◆ Information provided
● ● ● ●

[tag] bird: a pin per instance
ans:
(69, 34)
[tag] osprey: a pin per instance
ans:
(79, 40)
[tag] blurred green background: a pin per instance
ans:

● ● ● ●

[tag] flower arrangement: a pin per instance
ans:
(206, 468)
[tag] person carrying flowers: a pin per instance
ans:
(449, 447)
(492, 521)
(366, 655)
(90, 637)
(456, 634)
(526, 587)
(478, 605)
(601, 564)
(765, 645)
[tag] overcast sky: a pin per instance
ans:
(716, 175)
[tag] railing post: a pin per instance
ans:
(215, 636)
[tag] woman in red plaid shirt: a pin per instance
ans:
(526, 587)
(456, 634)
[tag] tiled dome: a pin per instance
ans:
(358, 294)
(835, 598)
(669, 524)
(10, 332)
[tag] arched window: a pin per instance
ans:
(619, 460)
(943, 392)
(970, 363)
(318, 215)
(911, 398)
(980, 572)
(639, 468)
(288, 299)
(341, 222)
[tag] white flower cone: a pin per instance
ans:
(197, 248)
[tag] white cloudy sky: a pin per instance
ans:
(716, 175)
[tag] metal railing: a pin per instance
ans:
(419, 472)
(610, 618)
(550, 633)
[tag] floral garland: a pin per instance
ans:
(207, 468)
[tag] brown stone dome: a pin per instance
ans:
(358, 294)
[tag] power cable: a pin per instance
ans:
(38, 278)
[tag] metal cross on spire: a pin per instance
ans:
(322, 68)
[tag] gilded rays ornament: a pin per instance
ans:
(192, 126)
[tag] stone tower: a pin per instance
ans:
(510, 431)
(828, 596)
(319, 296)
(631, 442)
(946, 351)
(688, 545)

● ● ● ●

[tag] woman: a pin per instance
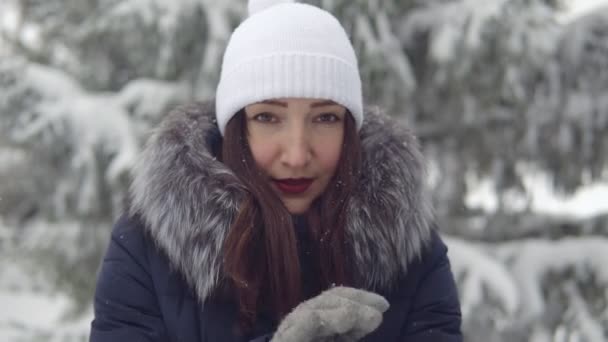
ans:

● ● ● ●

◆ Exercise task
Pull out each line of the records above that contains the word "stone".

◆ Complete output
[tag] brown stone dome: a pin per instance
[tag] stone tower: a pin per instance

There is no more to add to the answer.